### DATA SHOWN
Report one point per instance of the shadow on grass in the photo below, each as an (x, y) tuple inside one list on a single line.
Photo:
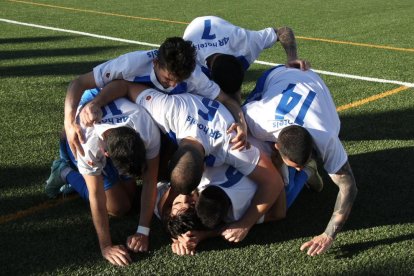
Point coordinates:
[(350, 250), (384, 198), (54, 69), (37, 39), (42, 53), (395, 124)]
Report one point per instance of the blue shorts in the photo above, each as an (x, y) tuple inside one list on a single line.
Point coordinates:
[(110, 173)]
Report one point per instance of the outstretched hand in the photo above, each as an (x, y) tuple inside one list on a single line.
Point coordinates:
[(75, 137), (234, 232), (317, 245), (299, 64), (90, 114), (138, 243), (116, 255)]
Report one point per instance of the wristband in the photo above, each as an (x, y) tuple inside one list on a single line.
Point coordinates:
[(143, 230)]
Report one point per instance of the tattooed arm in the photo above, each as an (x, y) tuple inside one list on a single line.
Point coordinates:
[(344, 179), (287, 38)]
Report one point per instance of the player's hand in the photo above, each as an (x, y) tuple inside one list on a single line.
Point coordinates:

### WHAT THE TASK ASKS
Please rescale the rows above by repeating every line, requests included, with each point coordinate in the answers multiplied by 2.45 and rounded to a whole number, halves going up. Leave the pictures out of your answer.

### RESULT OF THIS EXERCISE
Report one point per instance of the shadow on grass in the photo below, each as an (x, y) tuple inside one list on a single line.
Photo:
Point coordinates:
[(858, 613), (941, 485), (132, 169), (91, 96), (103, 130), (968, 304)]
Report one point per instance of the blue shorts in the photo above, each as an (x, y) tuple inside one list on a single line.
Point coordinates:
[(270, 424)]
Report one point per instance of the outstretched hand in the photo above, each as an (x, y) tuple inside one list on a single line.
Point coordinates:
[(184, 336), (573, 568), (777, 600), (733, 157), (221, 279), (338, 595), (284, 625)]
Report one point per instance of the wristband in the photo above, each as an (x, y) tuple inside one list on a single line.
Point coordinates:
[(350, 564)]
Report one point per instance of the tattooed arm in the photo above, each as an (x, y) tuple inside one list on a single line.
Point coordinates:
[(843, 439), (703, 93)]
Report one point per instance of the player's hand in the photo above, each as an (x, y) tuple inside one list on a single line.
Point coordinates:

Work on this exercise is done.